Point-per-instance localization data:
____________________

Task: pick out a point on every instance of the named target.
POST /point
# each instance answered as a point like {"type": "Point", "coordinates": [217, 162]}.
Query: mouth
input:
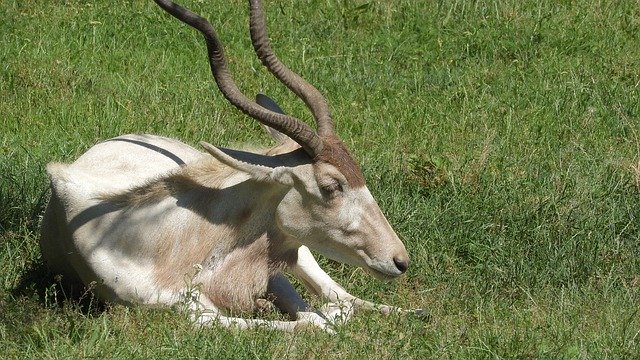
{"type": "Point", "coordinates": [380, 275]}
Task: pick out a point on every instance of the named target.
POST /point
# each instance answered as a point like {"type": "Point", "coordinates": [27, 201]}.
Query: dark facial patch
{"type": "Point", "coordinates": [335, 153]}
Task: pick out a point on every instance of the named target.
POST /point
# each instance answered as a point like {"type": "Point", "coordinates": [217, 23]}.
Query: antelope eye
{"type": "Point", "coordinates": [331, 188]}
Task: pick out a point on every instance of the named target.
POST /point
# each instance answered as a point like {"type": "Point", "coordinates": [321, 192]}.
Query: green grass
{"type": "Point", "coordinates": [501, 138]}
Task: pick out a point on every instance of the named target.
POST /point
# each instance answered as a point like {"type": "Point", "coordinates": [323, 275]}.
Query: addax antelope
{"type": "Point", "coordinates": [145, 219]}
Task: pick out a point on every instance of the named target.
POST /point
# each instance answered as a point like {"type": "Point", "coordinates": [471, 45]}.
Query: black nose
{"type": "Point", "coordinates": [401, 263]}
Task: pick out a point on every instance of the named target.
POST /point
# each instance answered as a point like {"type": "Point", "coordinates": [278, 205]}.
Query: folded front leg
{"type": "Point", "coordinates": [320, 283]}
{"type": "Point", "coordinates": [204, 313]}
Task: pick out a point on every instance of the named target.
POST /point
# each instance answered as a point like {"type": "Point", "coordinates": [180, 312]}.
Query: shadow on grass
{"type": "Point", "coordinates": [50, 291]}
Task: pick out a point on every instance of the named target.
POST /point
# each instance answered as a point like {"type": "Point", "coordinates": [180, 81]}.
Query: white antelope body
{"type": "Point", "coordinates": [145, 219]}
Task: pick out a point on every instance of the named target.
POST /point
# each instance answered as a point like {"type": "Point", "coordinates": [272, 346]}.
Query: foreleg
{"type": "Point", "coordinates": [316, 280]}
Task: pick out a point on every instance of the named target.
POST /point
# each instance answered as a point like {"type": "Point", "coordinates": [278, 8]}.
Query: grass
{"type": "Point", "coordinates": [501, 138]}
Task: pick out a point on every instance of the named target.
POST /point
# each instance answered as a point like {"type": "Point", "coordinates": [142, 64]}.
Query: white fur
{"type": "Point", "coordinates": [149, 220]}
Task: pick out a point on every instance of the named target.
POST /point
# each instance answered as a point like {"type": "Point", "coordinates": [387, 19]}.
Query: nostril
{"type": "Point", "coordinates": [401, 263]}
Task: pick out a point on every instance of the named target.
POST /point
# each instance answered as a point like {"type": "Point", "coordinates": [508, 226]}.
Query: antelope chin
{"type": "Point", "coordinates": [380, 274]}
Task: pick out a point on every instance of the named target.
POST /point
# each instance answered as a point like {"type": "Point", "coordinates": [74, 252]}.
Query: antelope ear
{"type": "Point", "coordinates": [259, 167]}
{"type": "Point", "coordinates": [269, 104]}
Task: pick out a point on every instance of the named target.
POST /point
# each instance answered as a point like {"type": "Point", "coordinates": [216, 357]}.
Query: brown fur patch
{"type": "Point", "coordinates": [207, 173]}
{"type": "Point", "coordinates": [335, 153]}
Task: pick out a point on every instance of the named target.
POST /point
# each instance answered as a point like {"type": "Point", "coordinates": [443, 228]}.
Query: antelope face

____________________

- **Aim of the exercise**
Line by line, write out the entries exactly, and leave the pictures out.

- **Reply to the task**
Task: pick out a point on every instance of the named target.
POST /point
# each instance answered as a point like {"type": "Point", "coordinates": [217, 162]}.
Query: mouth
input:
{"type": "Point", "coordinates": [380, 275]}
Task: pick out a point on every instance of the named target.
POST /point
# each instance answered as a point like {"type": "Point", "coordinates": [27, 201]}.
Query: dark facial patch
{"type": "Point", "coordinates": [335, 153]}
Task: pick out a point on every instance of the named target.
POST /point
# each instance answered as a point like {"type": "Point", "coordinates": [217, 23]}.
Query: antelope eye
{"type": "Point", "coordinates": [331, 188]}
Task: pick out a point on every instance of the named target.
POST /point
# each instance answered as a point like {"type": "Point", "coordinates": [321, 192]}.
Query: green grass
{"type": "Point", "coordinates": [501, 138]}
Task: pick out a point on every instance of the named target.
POST /point
# each instance answered as a point like {"type": "Point", "coordinates": [323, 275]}.
Query: addax antelope
{"type": "Point", "coordinates": [145, 219]}
Task: pick out a point on every instance of the named target.
POST /point
# each instance answered as a point like {"type": "Point", "coordinates": [471, 45]}.
Query: black nose
{"type": "Point", "coordinates": [401, 263]}
Task: pick out a point on every instance of the named target.
POST /point
# each instance answered as a point like {"type": "Point", "coordinates": [278, 205]}.
Query: folded front leg
{"type": "Point", "coordinates": [320, 283]}
{"type": "Point", "coordinates": [204, 313]}
Task: pick out a point on every instance of the named target.
POST /point
# each instance answered as a point like {"type": "Point", "coordinates": [180, 312]}.
Query: shadow on grass
{"type": "Point", "coordinates": [50, 291]}
Task: pick out a point on every instance of the named target.
POST /point
# each instance answered as a point like {"type": "Point", "coordinates": [180, 81]}.
Query: white antelope body
{"type": "Point", "coordinates": [145, 219]}
Task: pick out a point on every instance of the named target.
POST /point
# each instance answered as a point like {"type": "Point", "coordinates": [272, 346]}.
Query: foreleg
{"type": "Point", "coordinates": [316, 280]}
Task: pick out a point on every instance of the named target.
POST /point
# each instance answered as a point like {"type": "Point", "coordinates": [278, 8]}.
Query: grass
{"type": "Point", "coordinates": [501, 138]}
Task: pick out a point on every instance of the named target.
POST /point
# each instance answered as a point like {"type": "Point", "coordinates": [142, 64]}.
Query: white fur
{"type": "Point", "coordinates": [149, 220]}
Task: pick out a point on every instance of the named target.
POST /point
# each instance answered as a point like {"type": "Point", "coordinates": [387, 19]}.
Query: nostril
{"type": "Point", "coordinates": [401, 263]}
Task: pick out a point on every instance of the named target.
POST /point
# each instance answered as a point like {"type": "Point", "coordinates": [508, 226]}.
Query: antelope chin
{"type": "Point", "coordinates": [380, 274]}
Task: pick out a point on every instance of the named target.
POST /point
# each instance answered as a point like {"type": "Point", "coordinates": [74, 252]}.
Query: antelope ear
{"type": "Point", "coordinates": [259, 167]}
{"type": "Point", "coordinates": [269, 104]}
Task: pick out a point on every instance of the named target.
POST /point
# each instance answered as a point like {"type": "Point", "coordinates": [216, 357]}.
Query: brown fur patch
{"type": "Point", "coordinates": [207, 173]}
{"type": "Point", "coordinates": [335, 153]}
Task: pick out a point on every instance of the named target.
POST /point
# each instance answered as a point like {"type": "Point", "coordinates": [443, 228]}.
Query: antelope face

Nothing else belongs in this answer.